* EXERCISE OBJECTIVE
Each line of data below is to be returned exactly, leaving out any picture.

* EXERCISE MATERIALS
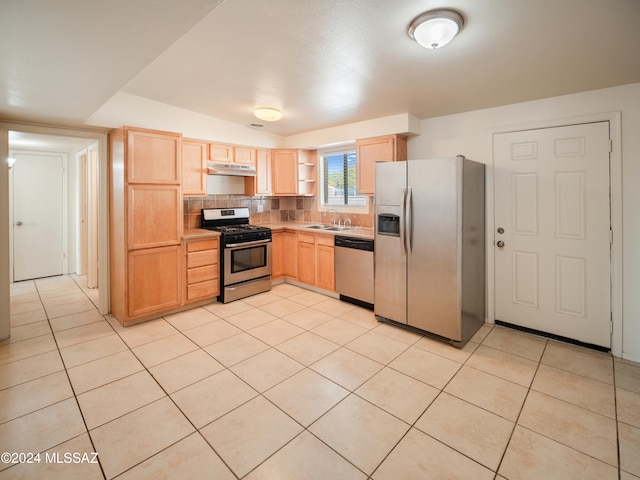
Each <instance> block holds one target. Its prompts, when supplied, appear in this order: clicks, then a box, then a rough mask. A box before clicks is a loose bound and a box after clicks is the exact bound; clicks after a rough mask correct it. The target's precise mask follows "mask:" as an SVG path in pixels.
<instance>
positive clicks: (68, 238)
mask: <svg viewBox="0 0 640 480" xmlns="http://www.w3.org/2000/svg"><path fill="white" fill-rule="evenodd" d="M0 139H4V141H2V142H0V146H1V147H2V150H3V151H4V152H5V153H4V155H6V156H9V152H10V151H16V150H19V151H38V152H64V153H65V154H67V157H68V164H69V169H68V171H67V172H66V176H67V179H68V181H69V184H70V185H69V194H68V198H69V204H68V207H67V208H66V210H65V211H66V212H67V213H68V215H69V224H68V225H69V228H68V230H67V232H66V233H67V235H68V242H69V249H68V257H67V259H66V261H67V262H68V264H69V265H70V267H69V271H70V272H76V268H77V263H78V261H79V259H80V258H81V254H80V253H79V252H78V251H77V250H78V248H79V247H78V246H79V245H81V240H80V231H81V228H80V226H79V218H80V213H79V209H80V198H79V197H80V193H79V190H78V185H79V184H80V179H79V177H80V168H79V167H78V162H77V161H76V155H75V154H76V152H80V151H82V150H83V149H84V150H86V151H87V154H88V159H89V163H90V165H92V166H93V167H94V170H93V172H92V173H91V175H90V178H89V179H87V185H88V186H89V188H93V186H95V188H93V192H94V193H93V195H90V200H89V202H90V203H89V204H88V207H89V209H88V212H89V213H88V219H89V222H90V225H89V231H88V233H89V236H90V237H91V236H92V237H93V239H91V238H89V239H88V246H89V248H90V250H91V249H92V250H93V252H91V251H88V255H92V256H93V257H94V258H97V261H96V262H95V263H96V264H97V265H95V267H94V269H93V272H94V273H93V275H94V278H95V285H96V286H97V289H96V292H95V295H96V297H97V298H96V303H97V305H98V310H99V312H100V313H101V314H103V315H104V314H107V313H109V305H110V300H109V298H110V292H109V268H108V266H109V252H108V238H109V233H108V231H109V217H108V215H109V209H108V134H107V132H106V131H95V130H75V129H66V128H60V127H50V126H41V125H28V124H14V123H6V122H0ZM5 141H6V143H4V142H5ZM11 175H12V174H11V170H9V176H11ZM11 210H12V205H9V204H7V205H6V212H5V214H6V215H7V220H8V221H7V222H6V224H3V225H0V231H2V230H4V232H5V233H3V235H6V236H7V238H9V245H8V246H7V250H3V257H4V258H2V259H0V261H1V262H4V261H6V262H7V267H8V268H7V271H10V272H13V247H14V246H13V226H12V225H11V224H12V223H13V222H12V221H11V219H10V218H9V216H10V215H9V212H10V211H11ZM0 213H2V212H0ZM92 220H93V221H92ZM5 229H6V230H5ZM92 242H93V243H92ZM90 263H91V262H89V264H90ZM88 270H91V268H88ZM87 276H88V277H89V275H87ZM0 286H1V287H2V288H3V290H4V289H7V293H8V288H9V286H8V284H6V286H5V284H0ZM6 308H7V310H5V309H4V308H0V331H1V332H4V331H5V330H6V331H7V332H8V321H9V317H8V313H9V312H8V307H6ZM5 323H6V324H5Z"/></svg>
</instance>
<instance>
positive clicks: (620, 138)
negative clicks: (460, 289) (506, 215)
mask: <svg viewBox="0 0 640 480" xmlns="http://www.w3.org/2000/svg"><path fill="white" fill-rule="evenodd" d="M621 117H622V115H621V112H619V111H618V112H604V113H595V114H591V115H580V116H576V117H569V118H564V119H552V120H545V121H540V122H534V123H525V124H514V125H506V126H501V127H493V128H490V129H488V130H487V159H489V160H490V162H491V163H488V164H487V166H488V167H489V170H490V171H488V172H487V178H486V185H487V194H486V201H487V204H486V205H487V209H486V222H487V229H486V230H487V231H486V235H487V237H486V244H487V322H489V323H494V321H495V255H494V248H493V233H494V232H493V228H494V226H495V225H494V223H495V201H494V194H495V192H494V188H495V185H494V178H493V177H494V163H495V160H494V148H493V142H494V136H495V135H497V134H501V133H510V132H519V131H523V130H535V129H540V128H553V127H562V126H567V125H579V124H584V123H596V122H609V136H610V138H611V141H612V146H613V148H612V152H611V154H610V156H609V161H610V170H609V171H610V188H609V192H610V198H611V213H610V215H611V229H612V231H613V244H612V251H611V314H612V319H613V333H612V335H611V353H612V354H613V355H614V356H616V357H621V356H622V327H623V316H622V305H623V287H622V285H623V284H622V280H623V276H622V268H623V262H622V247H623V244H622V241H623V238H622V135H621V127H622V126H621Z"/></svg>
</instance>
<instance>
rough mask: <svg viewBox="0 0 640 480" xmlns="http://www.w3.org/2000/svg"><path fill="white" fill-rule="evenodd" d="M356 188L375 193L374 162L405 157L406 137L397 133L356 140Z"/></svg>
mask: <svg viewBox="0 0 640 480" xmlns="http://www.w3.org/2000/svg"><path fill="white" fill-rule="evenodd" d="M356 156H357V159H358V160H357V162H356V190H357V192H358V193H362V194H371V195H373V194H375V172H376V162H395V161H398V160H406V159H407V139H406V137H401V136H399V135H387V136H384V137H374V138H366V139H364V140H358V141H356Z"/></svg>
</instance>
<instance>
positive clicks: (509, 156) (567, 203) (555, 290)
mask: <svg viewBox="0 0 640 480" xmlns="http://www.w3.org/2000/svg"><path fill="white" fill-rule="evenodd" d="M609 130H610V124H609V122H607V121H603V122H593V123H587V124H578V125H566V126H560V127H549V128H536V129H531V130H523V131H517V132H505V133H499V134H496V135H494V182H495V188H494V206H495V218H494V225H493V228H494V231H493V236H492V237H493V238H492V239H493V244H494V260H495V261H494V265H495V269H494V284H495V319H496V320H501V321H504V322H506V323H510V324H513V325H516V326H519V327H523V328H527V329H532V330H537V331H541V332H545V333H549V334H552V335H557V336H560V337H564V338H567V339H572V340H576V341H579V342H582V343H586V344H590V345H594V346H598V347H601V348H603V349H609V348H611V332H612V329H611V326H612V325H611V319H612V313H611V312H612V303H611V265H612V258H611V209H610V208H611V207H610V178H611V172H610V159H609V154H610V140H609V139H610V133H609Z"/></svg>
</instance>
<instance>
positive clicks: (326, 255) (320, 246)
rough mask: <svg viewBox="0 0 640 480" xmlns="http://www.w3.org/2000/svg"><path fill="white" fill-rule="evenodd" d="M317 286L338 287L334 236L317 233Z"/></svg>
mask: <svg viewBox="0 0 640 480" xmlns="http://www.w3.org/2000/svg"><path fill="white" fill-rule="evenodd" d="M316 286H317V287H319V288H324V289H325V290H331V291H334V290H335V289H336V269H335V264H334V246H333V236H329V235H316Z"/></svg>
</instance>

* RESULT BELOW
Each <instance> block holds one target. Its prompts, when supplied, appear in this order: clicks, then a box, then a rough mask. A box before clicks is a loose bound and a box after clicks is the exact bound; clicks after a rough mask correct it. The target's precise mask follows "mask:" as an SVG path in pixels.
<instance>
positive clicks: (68, 238)
mask: <svg viewBox="0 0 640 480" xmlns="http://www.w3.org/2000/svg"><path fill="white" fill-rule="evenodd" d="M0 139H4V141H2V142H0V146H1V147H2V150H3V151H4V152H5V153H4V155H6V156H9V152H10V151H16V150H19V151H38V152H64V153H65V154H67V157H68V164H69V169H68V171H67V172H66V176H67V179H68V181H69V184H70V185H69V194H68V198H69V204H68V207H67V208H66V210H65V211H66V212H67V213H68V215H69V224H68V225H69V228H68V230H67V232H66V233H67V235H68V242H69V249H68V257H67V259H66V261H67V262H68V264H69V265H70V267H69V271H70V272H76V268H77V263H78V261H79V259H80V258H81V254H80V253H79V252H78V251H77V250H78V248H79V247H78V246H79V245H81V240H80V231H81V228H80V226H79V218H80V213H79V209H80V198H79V197H80V193H79V190H78V185H79V184H80V179H79V177H80V168H79V167H78V162H77V161H76V155H75V154H76V152H80V151H82V150H83V149H84V150H86V151H87V154H88V159H89V163H90V165H92V166H93V167H94V170H93V172H92V173H91V175H90V178H89V179H87V185H88V186H89V188H93V186H95V188H93V192H94V193H93V195H90V200H89V202H90V203H89V204H88V207H89V209H88V212H89V213H88V219H89V222H90V225H89V231H88V233H89V236H90V237H91V236H92V237H93V239H91V238H89V239H88V246H89V248H90V250H91V249H92V250H93V252H91V251H88V255H92V256H93V257H94V258H97V261H96V262H95V263H96V264H97V265H95V267H94V269H93V272H94V273H93V275H94V278H95V285H96V286H97V289H96V292H95V295H96V297H97V298H96V303H97V305H98V310H99V312H100V313H101V314H103V315H104V314H107V313H109V305H110V300H109V298H110V292H109V268H108V266H109V252H108V238H109V233H108V231H109V217H108V215H109V209H108V134H107V132H106V131H95V130H75V129H66V128H60V127H50V126H41V125H28V124H14V123H6V122H0ZM5 141H6V143H4V142H5ZM11 175H12V174H11V170H9V176H11ZM11 210H12V205H9V204H7V205H6V212H5V214H6V215H7V220H8V221H7V222H6V224H3V225H0V231H2V230H4V232H5V233H3V235H6V236H7V238H9V245H8V246H7V250H3V257H4V258H2V259H0V261H1V262H4V261H6V262H7V267H8V268H7V271H10V272H13V247H14V246H13V226H12V225H11V224H12V223H13V222H12V221H11V219H10V218H9V216H10V215H9V212H10V211H11ZM0 213H2V212H0ZM92 220H93V221H92ZM5 229H6V230H5ZM92 242H93V243H92ZM90 263H91V262H89V264H90ZM88 270H91V268H88ZM87 276H88V277H89V275H87ZM0 286H1V287H2V288H3V290H4V289H7V293H8V288H9V286H8V284H6V286H5V284H0ZM6 308H7V310H5V309H4V308H0V331H1V332H4V331H5V330H6V331H7V332H8V321H9V317H8V313H9V312H8V307H6ZM5 323H6V324H5Z"/></svg>
</instance>
<instance>
positive clicks: (620, 138)
negative clicks: (460, 289) (506, 215)
mask: <svg viewBox="0 0 640 480" xmlns="http://www.w3.org/2000/svg"><path fill="white" fill-rule="evenodd" d="M621 117H622V115H621V112H619V111H618V112H604V113H595V114H591V115H580V116H576V117H569V118H564V119H552V120H545V121H540V122H534V123H525V124H514V125H506V126H501V127H493V128H490V129H488V130H487V159H489V160H490V162H491V163H488V164H487V166H488V167H489V170H490V171H488V172H487V178H486V185H487V194H486V201H487V204H486V205H487V209H486V222H487V229H486V230H487V231H486V235H487V237H486V244H487V322H489V323H494V321H495V255H494V248H493V233H494V232H493V228H494V226H495V225H494V223H495V201H494V194H495V192H494V188H495V185H494V178H493V177H494V163H495V160H494V148H493V142H494V136H495V135H497V134H501V133H510V132H519V131H523V130H535V129H540V128H553V127H562V126H567V125H579V124H584V123H596V122H609V136H610V138H611V141H612V146H613V148H612V152H611V154H610V156H609V161H610V170H609V171H610V188H609V192H610V198H611V213H610V215H611V229H612V231H613V244H612V251H611V314H612V319H613V333H612V335H611V353H612V354H613V355H614V356H616V357H621V356H622V327H623V316H622V305H623V287H622V285H623V284H622V280H623V276H622V268H623V262H622V247H623V244H622V241H623V238H622V135H621V127H622V126H621Z"/></svg>
</instance>
<instance>
rough mask: <svg viewBox="0 0 640 480" xmlns="http://www.w3.org/2000/svg"><path fill="white" fill-rule="evenodd" d="M356 188L375 193L374 162L405 157L406 137L397 133L356 140Z"/></svg>
mask: <svg viewBox="0 0 640 480" xmlns="http://www.w3.org/2000/svg"><path fill="white" fill-rule="evenodd" d="M356 156H357V159H358V160H357V162H356V190H357V192H358V193H362V194H371V195H373V194H375V172H376V162H395V161H398V160H406V159H407V139H406V137H401V136H399V135H387V136H384V137H374V138H366V139H364V140H358V141H356Z"/></svg>
</instance>
<instance>
positive clicks: (509, 156) (567, 203) (555, 290)
mask: <svg viewBox="0 0 640 480" xmlns="http://www.w3.org/2000/svg"><path fill="white" fill-rule="evenodd" d="M609 130H610V124H609V122H607V121H603V122H593V123H587V124H578V125H566V126H560V127H549V128H536V129H531V130H523V131H517V132H505V133H499V134H496V135H494V182H495V188H494V206H495V218H494V225H493V228H494V231H493V236H492V237H493V238H492V239H493V244H494V260H495V261H494V265H495V269H494V284H495V319H496V320H501V321H504V322H506V323H510V324H513V325H516V326H519V327H523V328H527V329H532V330H537V331H541V332H545V333H549V334H552V335H557V336H560V337H564V338H567V339H572V340H576V341H579V342H582V343H586V344H590V345H594V346H598V347H601V348H603V349H609V348H611V332H612V329H611V326H612V325H611V319H612V313H611V312H612V303H611V265H612V258H611V209H610V208H611V207H610V178H611V172H610V159H609V154H610V140H609V139H610V133H609Z"/></svg>
</instance>
<instance>
positive clicks: (326, 255) (320, 246)
rough mask: <svg viewBox="0 0 640 480" xmlns="http://www.w3.org/2000/svg"><path fill="white" fill-rule="evenodd" d="M317 286L338 287L334 236L317 233Z"/></svg>
mask: <svg viewBox="0 0 640 480" xmlns="http://www.w3.org/2000/svg"><path fill="white" fill-rule="evenodd" d="M316 286H317V287H319V288H324V289H325V290H331V291H334V290H335V289H336V269H335V264H334V246H333V236H329V235H316Z"/></svg>
</instance>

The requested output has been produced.